* _PASSAGE_
==*==

The U.S. Army Corps of Engineers Mobile District, which manages Allatoona, said in a statement Wednesday that it encourages visitors to Corps property to report any water they suspect as being potentially harmful. The Corps will alert the EPD of those suspected sightings.
READ | Dog's death points to possible toxic algae bloom in Allatoona Lake
The lake is a water source for the Cobb County-Marietta Water Authority, which on Tuesday issued a public statement that the water is safe to drink. Its own tests for the toxic algae and other contaminants have come back negative.
Water Authority General Manager Glenn Page said additional testing will be done Friday. Lake water samples will be collected Friday from various areas around the lake, including the cove where the border collie was “exposed to the alleged algae bloom,” Page said.
According to the Centers for Disease Control and Prevention, cyanobacteria, as the blue-green algae is also known, is a naturally occurring microscopic bacteria that grows in fresh bodies of water such as lakes and ponds. It uses sunlight to make its own food and can form blooms that spread across the water's surface.

==*==

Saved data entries
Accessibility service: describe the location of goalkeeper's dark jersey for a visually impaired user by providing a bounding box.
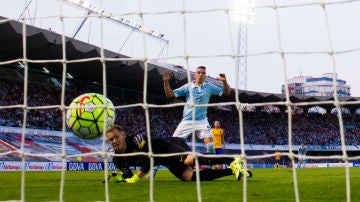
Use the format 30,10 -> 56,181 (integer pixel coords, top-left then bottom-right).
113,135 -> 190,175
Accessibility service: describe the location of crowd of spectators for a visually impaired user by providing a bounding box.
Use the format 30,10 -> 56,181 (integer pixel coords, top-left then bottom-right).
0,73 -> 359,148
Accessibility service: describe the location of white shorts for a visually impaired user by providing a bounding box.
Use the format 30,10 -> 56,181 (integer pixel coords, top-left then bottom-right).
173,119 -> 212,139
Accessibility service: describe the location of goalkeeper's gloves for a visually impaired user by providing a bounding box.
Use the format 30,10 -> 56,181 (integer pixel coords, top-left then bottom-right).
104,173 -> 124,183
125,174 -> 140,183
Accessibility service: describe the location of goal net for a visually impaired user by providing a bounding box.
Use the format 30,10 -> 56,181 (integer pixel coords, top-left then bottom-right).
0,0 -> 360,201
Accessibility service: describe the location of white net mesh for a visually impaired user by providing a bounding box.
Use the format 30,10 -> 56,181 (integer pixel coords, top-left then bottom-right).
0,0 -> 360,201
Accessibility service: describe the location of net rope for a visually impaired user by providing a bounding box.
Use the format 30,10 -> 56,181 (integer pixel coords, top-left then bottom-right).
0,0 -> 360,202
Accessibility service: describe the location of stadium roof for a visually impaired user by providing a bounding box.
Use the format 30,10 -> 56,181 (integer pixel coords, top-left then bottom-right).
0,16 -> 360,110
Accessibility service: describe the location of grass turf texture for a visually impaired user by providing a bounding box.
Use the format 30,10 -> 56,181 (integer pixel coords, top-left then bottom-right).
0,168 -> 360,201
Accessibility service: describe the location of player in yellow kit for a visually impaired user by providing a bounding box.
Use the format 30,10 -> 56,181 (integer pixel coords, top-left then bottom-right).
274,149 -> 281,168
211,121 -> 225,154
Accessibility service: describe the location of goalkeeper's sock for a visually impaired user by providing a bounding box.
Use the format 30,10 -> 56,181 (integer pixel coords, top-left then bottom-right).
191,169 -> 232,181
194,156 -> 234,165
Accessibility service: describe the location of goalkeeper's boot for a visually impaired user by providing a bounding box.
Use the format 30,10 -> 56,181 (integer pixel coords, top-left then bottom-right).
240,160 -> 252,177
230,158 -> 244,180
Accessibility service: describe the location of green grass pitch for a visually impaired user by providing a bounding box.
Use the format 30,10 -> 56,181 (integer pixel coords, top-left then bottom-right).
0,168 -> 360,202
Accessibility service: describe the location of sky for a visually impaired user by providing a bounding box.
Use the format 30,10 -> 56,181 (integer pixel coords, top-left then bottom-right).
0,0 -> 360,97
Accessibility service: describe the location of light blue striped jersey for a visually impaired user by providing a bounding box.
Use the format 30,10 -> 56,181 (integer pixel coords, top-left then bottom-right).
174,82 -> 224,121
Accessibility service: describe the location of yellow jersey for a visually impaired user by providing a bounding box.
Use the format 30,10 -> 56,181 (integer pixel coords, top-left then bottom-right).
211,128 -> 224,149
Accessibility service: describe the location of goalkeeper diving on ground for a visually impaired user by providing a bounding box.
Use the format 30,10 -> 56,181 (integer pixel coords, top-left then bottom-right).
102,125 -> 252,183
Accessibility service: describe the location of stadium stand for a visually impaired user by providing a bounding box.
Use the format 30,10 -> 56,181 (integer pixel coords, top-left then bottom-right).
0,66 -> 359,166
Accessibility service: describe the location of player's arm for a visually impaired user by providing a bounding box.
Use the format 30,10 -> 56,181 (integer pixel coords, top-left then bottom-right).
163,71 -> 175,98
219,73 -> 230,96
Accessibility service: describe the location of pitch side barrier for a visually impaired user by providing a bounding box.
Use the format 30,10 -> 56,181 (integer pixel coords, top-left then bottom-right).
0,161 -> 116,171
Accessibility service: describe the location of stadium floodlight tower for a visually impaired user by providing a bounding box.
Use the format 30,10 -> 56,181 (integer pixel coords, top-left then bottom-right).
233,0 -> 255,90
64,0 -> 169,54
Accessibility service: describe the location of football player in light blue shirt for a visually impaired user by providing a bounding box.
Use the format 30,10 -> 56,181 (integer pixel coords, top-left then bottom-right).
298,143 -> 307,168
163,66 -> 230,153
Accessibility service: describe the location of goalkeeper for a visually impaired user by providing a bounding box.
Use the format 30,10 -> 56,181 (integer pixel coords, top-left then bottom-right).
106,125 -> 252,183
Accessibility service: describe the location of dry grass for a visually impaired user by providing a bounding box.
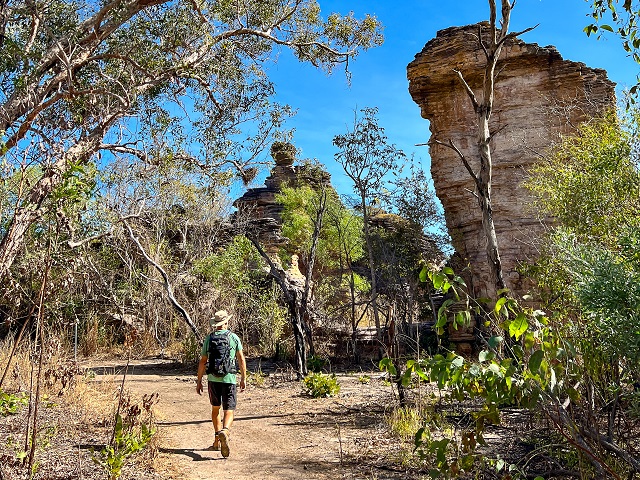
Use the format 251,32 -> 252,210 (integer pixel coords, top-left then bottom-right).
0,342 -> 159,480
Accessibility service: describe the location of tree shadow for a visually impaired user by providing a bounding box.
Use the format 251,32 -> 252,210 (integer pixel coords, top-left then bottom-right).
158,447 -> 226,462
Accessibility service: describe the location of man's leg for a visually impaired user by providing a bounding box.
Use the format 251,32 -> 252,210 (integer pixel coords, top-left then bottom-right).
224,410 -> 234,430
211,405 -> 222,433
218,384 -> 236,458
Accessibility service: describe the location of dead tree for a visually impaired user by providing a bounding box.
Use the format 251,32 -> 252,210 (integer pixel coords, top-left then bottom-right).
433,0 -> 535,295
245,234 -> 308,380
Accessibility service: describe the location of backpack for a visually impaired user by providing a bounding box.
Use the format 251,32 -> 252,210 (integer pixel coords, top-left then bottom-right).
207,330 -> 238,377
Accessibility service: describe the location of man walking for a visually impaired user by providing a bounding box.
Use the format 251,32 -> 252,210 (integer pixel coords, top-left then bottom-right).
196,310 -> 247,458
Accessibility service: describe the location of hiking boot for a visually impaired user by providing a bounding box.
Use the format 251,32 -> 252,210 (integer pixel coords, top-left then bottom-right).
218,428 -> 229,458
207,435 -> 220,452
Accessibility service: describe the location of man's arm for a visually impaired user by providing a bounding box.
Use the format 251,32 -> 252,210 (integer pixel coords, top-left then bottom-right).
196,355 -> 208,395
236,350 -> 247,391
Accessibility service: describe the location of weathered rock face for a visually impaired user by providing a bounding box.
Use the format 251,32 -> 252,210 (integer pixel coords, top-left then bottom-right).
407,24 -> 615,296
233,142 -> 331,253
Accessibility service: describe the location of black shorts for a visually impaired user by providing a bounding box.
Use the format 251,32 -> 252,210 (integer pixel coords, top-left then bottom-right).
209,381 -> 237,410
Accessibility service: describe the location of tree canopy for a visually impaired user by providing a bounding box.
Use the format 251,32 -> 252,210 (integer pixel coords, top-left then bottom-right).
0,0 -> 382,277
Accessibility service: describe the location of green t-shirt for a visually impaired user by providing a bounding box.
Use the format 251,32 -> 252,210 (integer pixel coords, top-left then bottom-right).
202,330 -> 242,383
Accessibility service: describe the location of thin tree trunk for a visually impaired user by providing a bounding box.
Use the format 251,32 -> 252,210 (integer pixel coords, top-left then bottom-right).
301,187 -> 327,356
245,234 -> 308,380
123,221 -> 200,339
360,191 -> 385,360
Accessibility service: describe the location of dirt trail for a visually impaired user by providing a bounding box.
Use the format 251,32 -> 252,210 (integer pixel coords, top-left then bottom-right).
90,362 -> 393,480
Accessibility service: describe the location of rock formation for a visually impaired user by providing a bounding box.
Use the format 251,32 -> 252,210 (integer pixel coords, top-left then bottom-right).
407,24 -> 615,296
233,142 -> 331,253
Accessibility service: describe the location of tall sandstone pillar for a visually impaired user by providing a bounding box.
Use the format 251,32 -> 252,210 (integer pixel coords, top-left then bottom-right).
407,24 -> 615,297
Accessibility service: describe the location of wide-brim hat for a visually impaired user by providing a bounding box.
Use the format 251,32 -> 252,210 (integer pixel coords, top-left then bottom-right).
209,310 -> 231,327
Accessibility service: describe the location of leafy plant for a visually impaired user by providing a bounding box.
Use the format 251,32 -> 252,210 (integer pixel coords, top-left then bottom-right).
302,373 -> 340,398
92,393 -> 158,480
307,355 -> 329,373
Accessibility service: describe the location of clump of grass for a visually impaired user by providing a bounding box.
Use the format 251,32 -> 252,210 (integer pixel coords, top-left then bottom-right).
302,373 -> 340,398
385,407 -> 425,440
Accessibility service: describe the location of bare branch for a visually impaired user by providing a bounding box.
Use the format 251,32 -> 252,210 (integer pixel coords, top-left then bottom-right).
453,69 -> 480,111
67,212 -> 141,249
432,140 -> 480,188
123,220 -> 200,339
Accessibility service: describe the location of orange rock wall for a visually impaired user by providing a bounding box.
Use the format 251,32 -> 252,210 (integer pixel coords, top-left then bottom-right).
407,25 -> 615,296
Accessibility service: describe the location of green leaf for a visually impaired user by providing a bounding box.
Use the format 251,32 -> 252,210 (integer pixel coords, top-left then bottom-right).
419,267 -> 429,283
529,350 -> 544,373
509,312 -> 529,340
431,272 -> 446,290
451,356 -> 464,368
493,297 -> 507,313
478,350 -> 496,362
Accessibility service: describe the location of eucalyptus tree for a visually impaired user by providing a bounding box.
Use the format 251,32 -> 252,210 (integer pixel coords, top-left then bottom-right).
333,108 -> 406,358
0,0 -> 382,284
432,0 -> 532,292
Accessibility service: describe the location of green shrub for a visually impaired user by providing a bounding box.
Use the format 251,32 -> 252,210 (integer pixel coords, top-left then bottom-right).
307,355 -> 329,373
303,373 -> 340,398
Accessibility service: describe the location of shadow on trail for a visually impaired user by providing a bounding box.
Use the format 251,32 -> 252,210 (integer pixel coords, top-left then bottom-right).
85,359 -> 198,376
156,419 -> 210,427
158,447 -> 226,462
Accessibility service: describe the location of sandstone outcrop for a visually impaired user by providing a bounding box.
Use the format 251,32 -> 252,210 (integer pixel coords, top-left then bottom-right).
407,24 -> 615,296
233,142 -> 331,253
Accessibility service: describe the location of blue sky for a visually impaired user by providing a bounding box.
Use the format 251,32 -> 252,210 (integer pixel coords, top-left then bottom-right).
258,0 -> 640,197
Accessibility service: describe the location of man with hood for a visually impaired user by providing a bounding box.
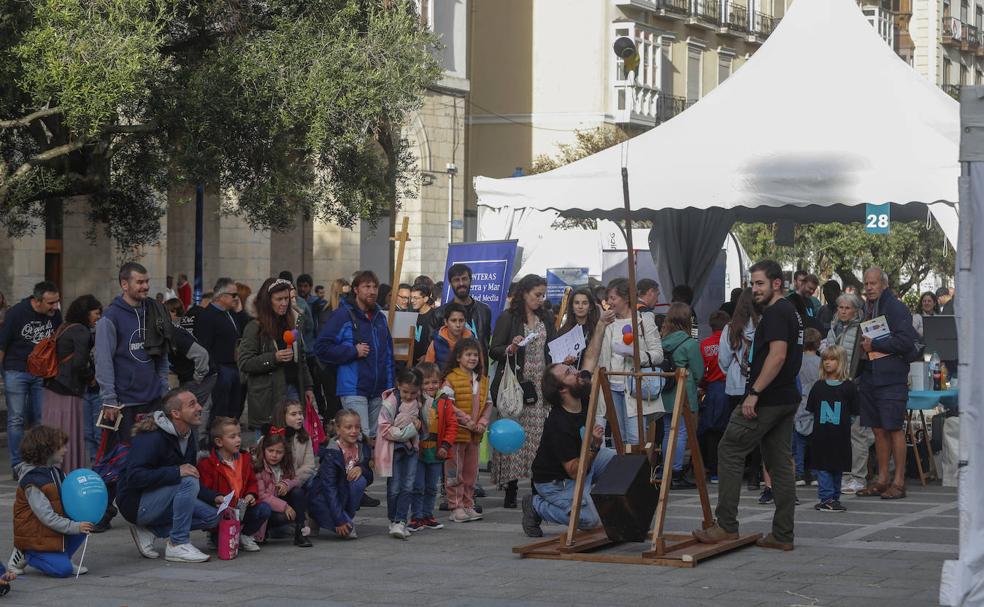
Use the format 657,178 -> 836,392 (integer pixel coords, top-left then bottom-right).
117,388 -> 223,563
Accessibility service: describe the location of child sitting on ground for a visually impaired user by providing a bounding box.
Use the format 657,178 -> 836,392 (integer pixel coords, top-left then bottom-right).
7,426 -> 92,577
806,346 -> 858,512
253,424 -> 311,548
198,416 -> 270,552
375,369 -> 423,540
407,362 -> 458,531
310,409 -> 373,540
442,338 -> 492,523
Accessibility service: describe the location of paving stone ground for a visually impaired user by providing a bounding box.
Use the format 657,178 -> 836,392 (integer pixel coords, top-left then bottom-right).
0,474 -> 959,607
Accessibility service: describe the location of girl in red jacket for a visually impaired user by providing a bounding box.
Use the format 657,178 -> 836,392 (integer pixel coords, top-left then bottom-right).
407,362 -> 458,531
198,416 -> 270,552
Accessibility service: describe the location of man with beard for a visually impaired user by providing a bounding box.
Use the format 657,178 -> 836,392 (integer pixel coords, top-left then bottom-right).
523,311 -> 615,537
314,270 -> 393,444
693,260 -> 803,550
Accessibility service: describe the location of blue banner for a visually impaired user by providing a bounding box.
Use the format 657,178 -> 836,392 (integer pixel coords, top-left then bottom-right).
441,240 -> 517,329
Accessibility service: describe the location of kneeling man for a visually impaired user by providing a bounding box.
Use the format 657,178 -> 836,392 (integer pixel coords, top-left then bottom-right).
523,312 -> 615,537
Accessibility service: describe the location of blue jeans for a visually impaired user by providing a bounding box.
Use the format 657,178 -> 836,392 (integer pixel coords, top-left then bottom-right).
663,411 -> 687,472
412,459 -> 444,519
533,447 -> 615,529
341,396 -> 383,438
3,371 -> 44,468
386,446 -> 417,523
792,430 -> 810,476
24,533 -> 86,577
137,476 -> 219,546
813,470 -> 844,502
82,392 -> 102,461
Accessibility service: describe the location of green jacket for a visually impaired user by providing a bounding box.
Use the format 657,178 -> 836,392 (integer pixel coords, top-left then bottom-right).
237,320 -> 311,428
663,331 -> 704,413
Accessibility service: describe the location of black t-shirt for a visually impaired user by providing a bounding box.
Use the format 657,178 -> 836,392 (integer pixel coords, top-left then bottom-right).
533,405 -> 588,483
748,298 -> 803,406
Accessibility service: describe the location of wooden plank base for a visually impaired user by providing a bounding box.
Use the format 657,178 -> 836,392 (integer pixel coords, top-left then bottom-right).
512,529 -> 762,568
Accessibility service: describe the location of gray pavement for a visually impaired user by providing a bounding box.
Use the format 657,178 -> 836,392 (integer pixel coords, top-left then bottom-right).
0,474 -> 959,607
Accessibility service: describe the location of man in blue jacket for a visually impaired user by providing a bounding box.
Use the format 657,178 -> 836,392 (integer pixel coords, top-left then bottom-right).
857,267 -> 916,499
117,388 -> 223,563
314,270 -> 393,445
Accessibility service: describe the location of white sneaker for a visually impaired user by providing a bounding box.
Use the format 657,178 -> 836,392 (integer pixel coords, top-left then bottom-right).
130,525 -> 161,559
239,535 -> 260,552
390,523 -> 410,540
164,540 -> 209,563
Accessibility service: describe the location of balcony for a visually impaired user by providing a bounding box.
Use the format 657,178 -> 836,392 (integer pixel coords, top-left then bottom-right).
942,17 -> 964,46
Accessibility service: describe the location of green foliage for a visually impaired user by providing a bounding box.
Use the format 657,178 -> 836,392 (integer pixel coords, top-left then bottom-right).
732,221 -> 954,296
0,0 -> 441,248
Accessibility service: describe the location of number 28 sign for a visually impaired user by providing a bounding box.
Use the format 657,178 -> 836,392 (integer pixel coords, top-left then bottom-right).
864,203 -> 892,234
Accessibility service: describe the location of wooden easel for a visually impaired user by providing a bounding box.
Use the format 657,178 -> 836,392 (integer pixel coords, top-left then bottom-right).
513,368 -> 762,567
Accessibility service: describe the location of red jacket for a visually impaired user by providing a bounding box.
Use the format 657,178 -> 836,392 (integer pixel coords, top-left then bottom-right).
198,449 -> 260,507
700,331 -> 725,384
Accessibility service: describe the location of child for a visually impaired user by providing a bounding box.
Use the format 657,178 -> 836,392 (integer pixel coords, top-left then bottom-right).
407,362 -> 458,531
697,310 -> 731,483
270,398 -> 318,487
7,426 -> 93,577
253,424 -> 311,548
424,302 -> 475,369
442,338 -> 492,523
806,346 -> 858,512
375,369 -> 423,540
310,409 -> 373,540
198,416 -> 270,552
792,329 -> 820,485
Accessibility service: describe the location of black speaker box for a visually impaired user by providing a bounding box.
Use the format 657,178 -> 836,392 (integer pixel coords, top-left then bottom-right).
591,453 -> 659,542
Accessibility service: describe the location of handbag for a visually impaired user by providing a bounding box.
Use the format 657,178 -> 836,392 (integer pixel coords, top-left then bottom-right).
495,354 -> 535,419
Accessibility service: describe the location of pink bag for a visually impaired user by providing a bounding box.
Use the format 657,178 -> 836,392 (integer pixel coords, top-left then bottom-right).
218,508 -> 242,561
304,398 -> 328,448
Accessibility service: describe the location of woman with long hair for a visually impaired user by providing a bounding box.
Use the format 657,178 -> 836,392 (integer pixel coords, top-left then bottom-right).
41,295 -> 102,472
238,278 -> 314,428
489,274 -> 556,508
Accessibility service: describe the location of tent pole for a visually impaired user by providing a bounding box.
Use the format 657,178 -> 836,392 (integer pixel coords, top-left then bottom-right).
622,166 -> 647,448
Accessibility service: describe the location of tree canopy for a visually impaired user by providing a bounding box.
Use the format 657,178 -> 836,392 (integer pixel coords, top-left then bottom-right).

==*==

* _DIRECTIONS_
Pick up the article on the suspected toxic algae in Allatoona Lake after its final sentence, and write the next few paragraphs in the same style.

* _OUTPUT FOR THIS TASK_
Chambers added scientists continue to study algae blooms to understand why and when they occur. He said the algae blooms are “usually associated with hot weather,” but can occur anytime of the year.
The algae can be deadly to dogs who swallow it or lick it off their coats. In the past week, there have been news reports of 4 dogs who died — three in North Carolina and one in Texas — as a result of swimming in water with the bacteria. It can also cause health symptoms in humans who come into contact with it, including skin rashes, gastrointestinal and respiratory problems.